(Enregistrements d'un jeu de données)

══════

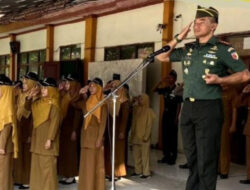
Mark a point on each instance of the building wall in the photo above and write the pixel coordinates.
(138, 26)
(5, 46)
(32, 41)
(131, 27)
(69, 34)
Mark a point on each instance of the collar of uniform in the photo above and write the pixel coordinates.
(212, 41)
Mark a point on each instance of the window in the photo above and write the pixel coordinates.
(31, 62)
(5, 64)
(129, 51)
(71, 52)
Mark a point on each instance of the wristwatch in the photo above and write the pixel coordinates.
(177, 39)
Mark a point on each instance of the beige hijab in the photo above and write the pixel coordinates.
(92, 101)
(21, 111)
(41, 108)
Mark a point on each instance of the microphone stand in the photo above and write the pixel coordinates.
(112, 94)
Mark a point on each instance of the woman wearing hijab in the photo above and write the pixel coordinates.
(92, 172)
(24, 128)
(8, 133)
(122, 114)
(68, 163)
(45, 137)
(143, 117)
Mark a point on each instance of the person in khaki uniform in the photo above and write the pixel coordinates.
(71, 121)
(142, 121)
(45, 137)
(246, 101)
(121, 125)
(92, 172)
(229, 95)
(24, 127)
(8, 133)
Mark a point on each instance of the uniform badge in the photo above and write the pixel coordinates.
(211, 63)
(215, 48)
(230, 49)
(186, 71)
(207, 71)
(212, 52)
(235, 56)
(211, 56)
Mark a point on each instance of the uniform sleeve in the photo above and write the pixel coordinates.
(54, 123)
(103, 122)
(177, 55)
(77, 119)
(4, 135)
(230, 59)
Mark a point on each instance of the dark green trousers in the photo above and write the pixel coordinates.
(201, 123)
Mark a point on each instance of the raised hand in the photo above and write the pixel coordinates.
(84, 90)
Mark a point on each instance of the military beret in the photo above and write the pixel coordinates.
(207, 12)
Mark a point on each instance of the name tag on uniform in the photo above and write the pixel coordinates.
(211, 56)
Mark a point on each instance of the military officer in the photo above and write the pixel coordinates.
(204, 62)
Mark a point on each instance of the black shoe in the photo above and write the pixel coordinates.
(246, 181)
(223, 176)
(23, 187)
(183, 166)
(145, 176)
(135, 175)
(69, 183)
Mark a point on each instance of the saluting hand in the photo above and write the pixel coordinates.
(48, 144)
(185, 31)
(212, 79)
(84, 90)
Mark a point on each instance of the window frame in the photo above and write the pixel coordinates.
(6, 64)
(72, 46)
(119, 48)
(27, 63)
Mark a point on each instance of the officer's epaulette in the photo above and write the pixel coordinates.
(224, 43)
(190, 44)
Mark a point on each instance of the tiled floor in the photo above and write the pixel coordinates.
(171, 177)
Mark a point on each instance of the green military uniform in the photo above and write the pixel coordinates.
(202, 113)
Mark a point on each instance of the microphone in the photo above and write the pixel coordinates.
(162, 50)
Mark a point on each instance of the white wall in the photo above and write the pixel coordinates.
(32, 41)
(5, 46)
(234, 14)
(69, 34)
(130, 27)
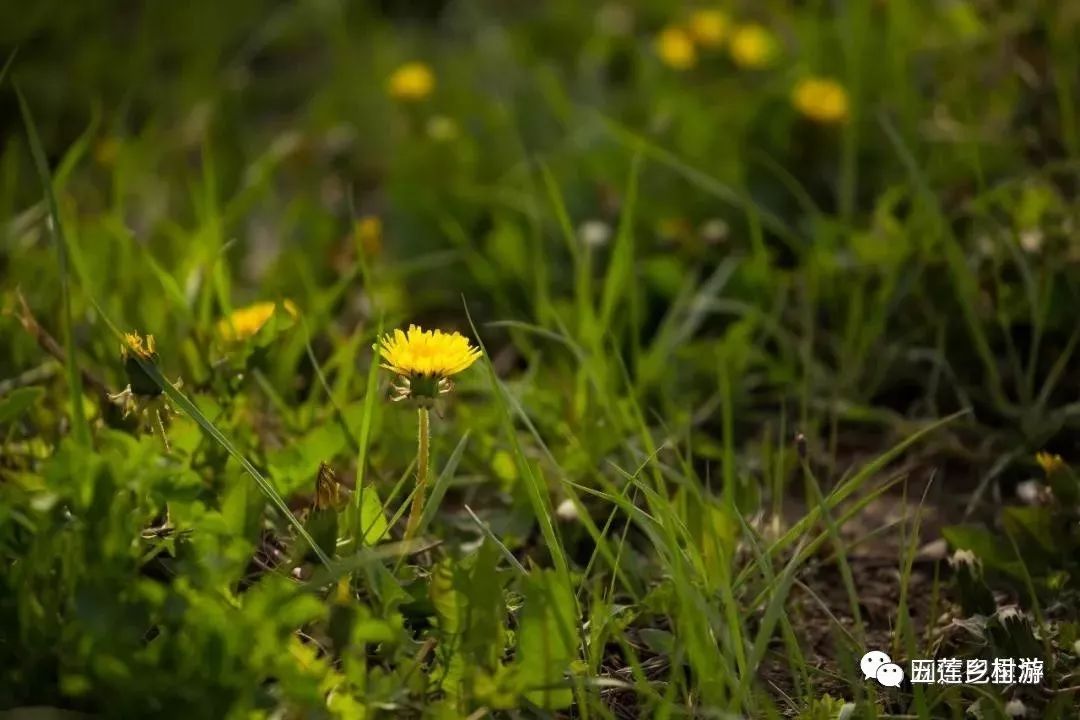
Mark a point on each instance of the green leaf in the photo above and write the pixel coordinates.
(18, 402)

══════

◆ Consigne à suivre
Réécrivez l'ensemble des enregistrements ci-dessus sous forme de liste numérotée, sans lignes vides. Laissez les images de côté dans votre réponse, s'il vous plaît.

◆ Solution proposée
1. Mark a point on each instance of the building wall in the photo above and write the pixel coordinates.
2. (138, 26)
3. (5, 46)
4. (32, 41)
5. (131, 27)
6. (69, 34)
7. Mark a point on each instance of the collar of uniform in the photo above and write the pixel coordinates.
8. (212, 41)
9. Mark a point on each instance of the window in the photo above and write the pixel coordinates.
10. (31, 62)
11. (5, 64)
12. (129, 51)
13. (71, 52)
14. Mark a point on each instance of the wristwatch in the photo above and write the pixel coordinates.
15. (177, 39)
16. Mark a point on each instance of the beige hijab in the photo above and write the pixel coordinates.
17. (92, 101)
18. (21, 111)
19. (41, 108)
20. Mark a point on each instance of the microphone stand in the photo above and write the pixel coordinates.
21. (112, 94)
22. Mark a point on each instance of the woman wearing hijab in the photo above and write the pixel coordinates.
23. (92, 172)
24. (24, 128)
25. (8, 133)
26. (122, 114)
27. (68, 163)
28. (45, 137)
29. (143, 117)
30. Mark a point on each instance of the person in khaki uniform in the photo above and write the pixel coordinates.
31. (71, 121)
32. (142, 121)
33. (45, 137)
34. (246, 101)
35. (121, 125)
36. (92, 172)
37. (229, 95)
38. (24, 127)
39. (8, 133)
40. Mark a point on each instance of the uniform badge in the photo above and write the pixel coordinates.
41. (211, 63)
42. (215, 48)
43. (230, 49)
44. (186, 71)
45. (207, 71)
46. (212, 52)
47. (235, 56)
48. (211, 56)
49. Mark a point on each instance of the uniform sleeve in the photo above and write the pixel coordinates.
50. (54, 123)
51. (103, 122)
52. (177, 55)
53. (77, 119)
54. (4, 135)
55. (230, 59)
56. Mark a point on each instance of the dark green trousers in the photo above and write the pixel coordinates.
57. (201, 123)
58. Mark a point on each instance of the raised hand in the photo above and write the pixel coordinates.
59. (84, 90)
60. Mark a point on each instance of the military beret in the photo above and write the pixel coordinates.
61. (207, 12)
62. Mark a point on each instance of the name tag on uniform in the photo above and write the pixel coordinates.
63. (211, 56)
64. Mark a point on each instance of the military officer in the photo above and write the pixel coordinates.
65. (204, 62)
66. Mark a point on each instance of the black shoe in the photo above and write the pixel coordinates.
67. (246, 181)
68. (223, 176)
69. (23, 187)
70. (183, 166)
71. (145, 176)
72. (135, 175)
73. (69, 183)
74. Mark a point on each instance of the saluting hand in the photo above and write the pixel coordinates.
75. (48, 144)
76. (185, 31)
77. (212, 79)
78. (84, 90)
79. Mark a point on each instance of the window frame in the photo above and write the pixel coordinates.
80. (6, 64)
81. (72, 46)
82. (119, 48)
83. (27, 63)
84. Mark a point on each instance of the officer's epaulette in the photo above and write the pixel coordinates.
85. (224, 43)
86. (190, 44)
87. Mark a point on each instance of the tiled floor in the photo above and write the pixel coordinates.
88. (171, 177)
89. Mark a point on each instance of the green military uniform in the photo above and write the pixel coordinates.
90. (202, 113)
91. Mark a point on each instance of the microphone in the photo above and write the pixel coordinates.
92. (162, 50)
93. Mark a point on each instance of the white wall in the photo above and write the pixel coordinates.
94. (32, 41)
95. (5, 46)
96. (234, 14)
97. (69, 34)
98. (130, 27)
99. Mark a point on each instance of the green leaf in the photo above and write the pixel coordinates.
100. (18, 402)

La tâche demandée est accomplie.